- TASK SET
• A. Name every city mentioned in the page text.
• B. From the page text, retype the passage starting at the words "CHAPTER XVI" and ending after "thorough investigation demanded.".

- PAGE TEXT
★ ★ ★ ★ ★
NEW YORK, May 4,1906.
DEAR NORA:

I left Providence Tuesday night and came on to New York
yesterday. Savage and Williams and all were very nice about
the help they said I had given them, and I had as much fun as
though it had been a success I had made myself, and I didn't
have to make a speech, either.

Yesterday I spent in the newspaper offices gathering material
from their envelopes on Winston Churchill, M. P. who is to be
one of my real Soldiers of Fortune. He will make a splendid
one, in four wars, twice made a question; before he was 21
years old, in Parliament, and a leader in BOTH parties
before he was 36. In the newspaper offices they had a lot of
fun with me. When I came into the city room of The Eve.
Sun, McCloy was at his desk in his shirt spiking copy. He
just raised his eyes and went on with his blue pencil. I said
"There's nothing in that story, sir, the man will get well,
and the woman is his wife."

"Make two sticks of it," said McCloy, "and then go back to the
Jefferson police court."

When I sat down at my old desk, and began to write the copy
boy came and stood beside me and when I had finished the first
page, snatched it. I had to explain I was only taking notes.

At The Journal, Sam Chamberlain who used to pay me $500 a
story, touched me on the shoulder as I was scribbling down
notes, and said "Hearst says to take you back at $17 a week."
I said "I'm worth $18 and I can't come for less."
So he brought up the business manager and had a long wrangle
with him as to whether I should get $18. The business
manager, a Jew gentleman, didn't know me from Adam, and
seriously tried to save the paper a dollar a week. When the
reporters and typewriter girls began to laugh, he got very
mad. It was very funny how soothing was the noise of the
presses, and the bells and typewriters and men yelling "Copy!"
and "Damn the boy!" I could write better than if I had been in
the silence of the farm. It was like being able to sleep as
soon as the screw starts.

DICK.



CHAPTER XVI
THE CONGO

During the winter of 1907 the world rang with the reports of
the atrocities in the Congo, and Robert J. Collier, of Collier's
Weekly, asked Richard to go to the Congo and make
an investigation. I do not believe that my brother was ever
in much sympathy with the commission, as he did not feel that
he could afford the time that a thorough investigation demanded.
However, with his wife he sailed for Liverpool on
January 5, 1907, and three weeks later started for Africa.
Regarding this trip, in addition to the letters he wrote to
his family, I also quote from a diary which he had just
started and which he conscientiously continued until his death.


From diary of January 24th, 1907.
Last day in London. Margaret Frazer offered me gun from a
Captain Jenkins of Nigeria. Instead bought Winchester
repeating, hoping, if need it, get one coast. Lunched
Savoy-Lynch, Mrs. Lynch, her sister--very beautiful girl. In
afternoon Sam Sothern and Margaret came in to say "Good bye."
Dined at Anthony Hope's--Barrie and Mrs. Barrie and Jim
Whigham. Mrs. Barrie looking very well, Barrie not so well.
As silent as ever, only talked once during dinner when he told
us about the first of his series of cricket matches between
authors and artists. Did not have eleven authors, so going
along road picked up utter strangers one a soldier in front of
embracing two girls. Said he would come if girls came
too--all put in brake. Mrs. Barrie said the Llewellen Davis'
were the originals for the Darlings and their children in Peter
Pan. They played a strange game of billiards suggested by Barrie
who won as no one else knew the rules and they claimed he
invented them to suit his case. Sat up until three writing
and packing. The dinner was best have had this trip in London.
★ ★ ★ ★ ★
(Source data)
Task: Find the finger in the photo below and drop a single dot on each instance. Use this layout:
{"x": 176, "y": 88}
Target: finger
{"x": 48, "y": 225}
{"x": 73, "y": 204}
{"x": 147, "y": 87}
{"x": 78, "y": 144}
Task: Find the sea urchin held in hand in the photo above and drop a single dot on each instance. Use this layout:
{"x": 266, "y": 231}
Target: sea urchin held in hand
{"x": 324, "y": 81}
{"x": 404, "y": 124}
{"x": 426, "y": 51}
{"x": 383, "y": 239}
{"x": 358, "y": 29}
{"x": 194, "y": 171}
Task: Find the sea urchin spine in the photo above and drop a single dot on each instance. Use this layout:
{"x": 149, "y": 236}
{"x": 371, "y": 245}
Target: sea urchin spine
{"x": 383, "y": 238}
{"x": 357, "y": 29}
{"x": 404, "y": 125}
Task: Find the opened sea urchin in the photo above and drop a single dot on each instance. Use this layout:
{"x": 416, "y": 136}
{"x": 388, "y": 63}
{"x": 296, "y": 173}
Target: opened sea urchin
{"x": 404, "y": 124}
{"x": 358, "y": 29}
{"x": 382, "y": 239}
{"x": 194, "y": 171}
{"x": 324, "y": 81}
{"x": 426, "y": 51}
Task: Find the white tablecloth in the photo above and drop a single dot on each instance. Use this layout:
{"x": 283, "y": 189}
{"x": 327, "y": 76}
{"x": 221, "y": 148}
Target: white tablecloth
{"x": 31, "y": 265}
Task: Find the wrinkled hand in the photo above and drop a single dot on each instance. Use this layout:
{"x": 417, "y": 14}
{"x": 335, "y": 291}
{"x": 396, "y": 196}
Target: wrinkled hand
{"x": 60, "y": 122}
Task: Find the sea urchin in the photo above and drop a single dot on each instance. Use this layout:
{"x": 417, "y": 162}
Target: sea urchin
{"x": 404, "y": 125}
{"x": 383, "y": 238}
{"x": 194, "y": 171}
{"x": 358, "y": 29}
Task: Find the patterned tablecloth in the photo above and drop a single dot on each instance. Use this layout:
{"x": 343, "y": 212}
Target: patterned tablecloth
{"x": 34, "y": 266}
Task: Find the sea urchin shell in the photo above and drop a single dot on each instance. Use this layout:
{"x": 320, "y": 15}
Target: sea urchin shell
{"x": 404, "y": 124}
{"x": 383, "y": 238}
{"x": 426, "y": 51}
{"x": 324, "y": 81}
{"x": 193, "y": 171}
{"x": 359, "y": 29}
★ ★ ★ ★ ★
- EXPECTED RESPONSES
• A. New York, Providence, Liverpool, London

• B.
CHAPTER XVI
THE CONGO

During the winter of 1907 the world rang with the reports of
the atrocities in the Congo, and Robert J. Collier, of Collier's
Weekly, asked Richard to go to the Congo and make
an investigation. I do not believe that my brother was ever
in much sympathy with the commission, as he did not feel that
he could afford the time that a thorough investigation demanded.